---- Extract to read

Many UK language schools experienced an extremely positive summer season this year after a testing period which saw many schools experiencing a decline in numbers. However, they still remain cautious in their forecasts for the year-end. Gillian Evans finds out why.

Despite many language schools in the UK reporting that they have experienced one of their busiest summer seasons this year, there is a certain cautiousness within the industry about forecasting 2004 year-end results. This is due to the particularly unpredictable performance of the market in 2003 and the beginning of 2004.

A number of external factors dampened overall market growth in 2003, notably the Sars outbreak, the Iraq war and economic problems in some markets, particularly in Latin America. This resulted in a mixed performance for the UK English language teaching market in 2003. Students International in Melton Mowbray - whose largest student nationality last year was Chinese - was one school that suffered. 'As a direct result of the Sars outbreak only 10 per cent of our expected students arrived for summer school,' states Alison Blythe, the school's director.

Jenny Bodenham, Agent Support Manager at Cicero Languages International in Tunbridge Wells, also reports a decline in student numbers in 2003, while Scott Anderson, Marketing Manager at SES Folkestone in Folkestone, says they only just managed to retain student numbers at 2002 levels.

However, there were some schools that fared better in 2003. According to Hayley Stewart, Marketing Manager at Regent Language Training, their student weeks grew by 38 per cent in 2003. This was for a number of reasons, she says, including 'wider marketing efforts, the comeback of certain markets [and] the acquisition of a new school in Cambridge'.

--------
---- Listed entries

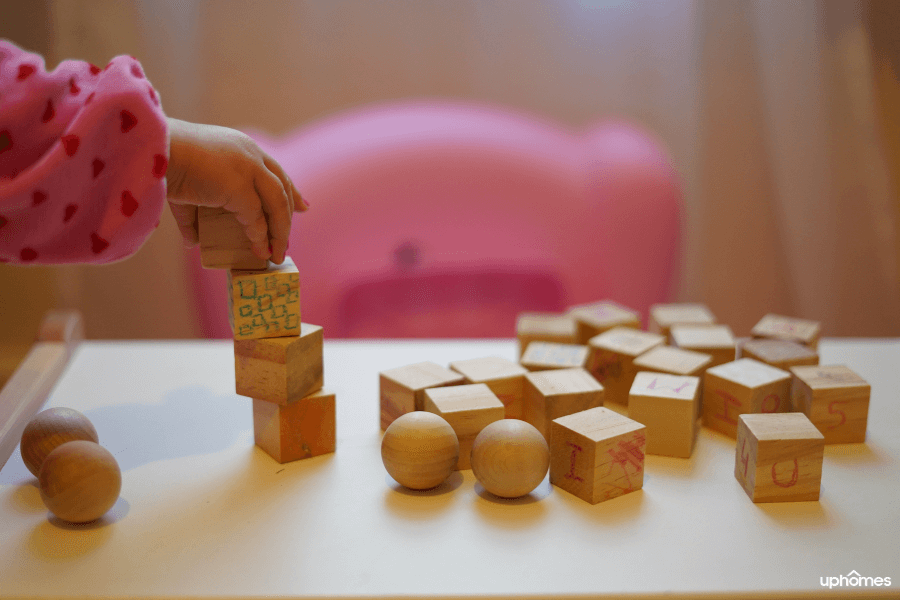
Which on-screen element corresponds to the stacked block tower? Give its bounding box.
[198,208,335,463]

--------
---- Listed entries

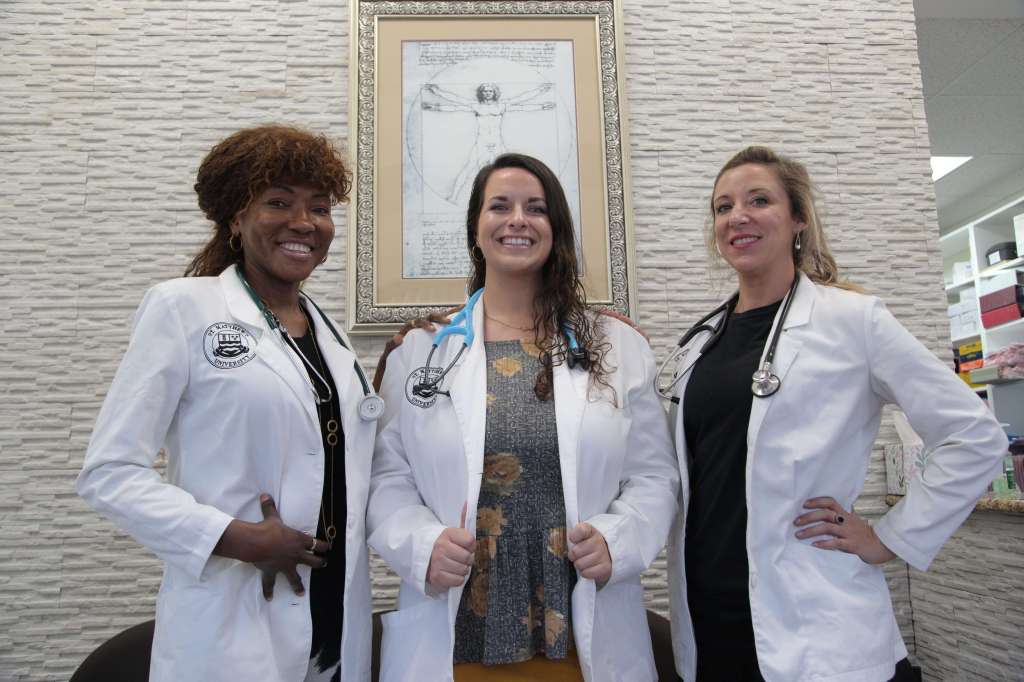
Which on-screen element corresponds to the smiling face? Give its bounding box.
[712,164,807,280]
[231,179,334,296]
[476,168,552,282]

--------
---- Listed entries

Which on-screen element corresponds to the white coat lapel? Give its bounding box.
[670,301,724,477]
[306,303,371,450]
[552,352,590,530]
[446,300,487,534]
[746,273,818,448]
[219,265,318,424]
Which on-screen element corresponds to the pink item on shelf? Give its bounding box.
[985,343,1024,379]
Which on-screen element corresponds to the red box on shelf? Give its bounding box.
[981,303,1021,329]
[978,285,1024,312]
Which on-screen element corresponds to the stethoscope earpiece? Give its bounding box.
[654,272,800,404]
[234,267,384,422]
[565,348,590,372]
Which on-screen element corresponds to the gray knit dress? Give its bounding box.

--------

◆ **Directions**:
A: In the article on UK language schools, by what percentage did Regent Language Training's student weeks grow in 2003?
B: Copy out the lines of the records word for word, beginning at the line that has "Which on-screen element corresponds to the smiling" and stopping after the line that has "[476,168,552,282]".

◆ **Response list**:
A: By 38 percent.

B:
Which on-screen element corresponds to the smiling face? Give its bounding box.
[712,164,807,280]
[231,179,334,296]
[476,168,552,282]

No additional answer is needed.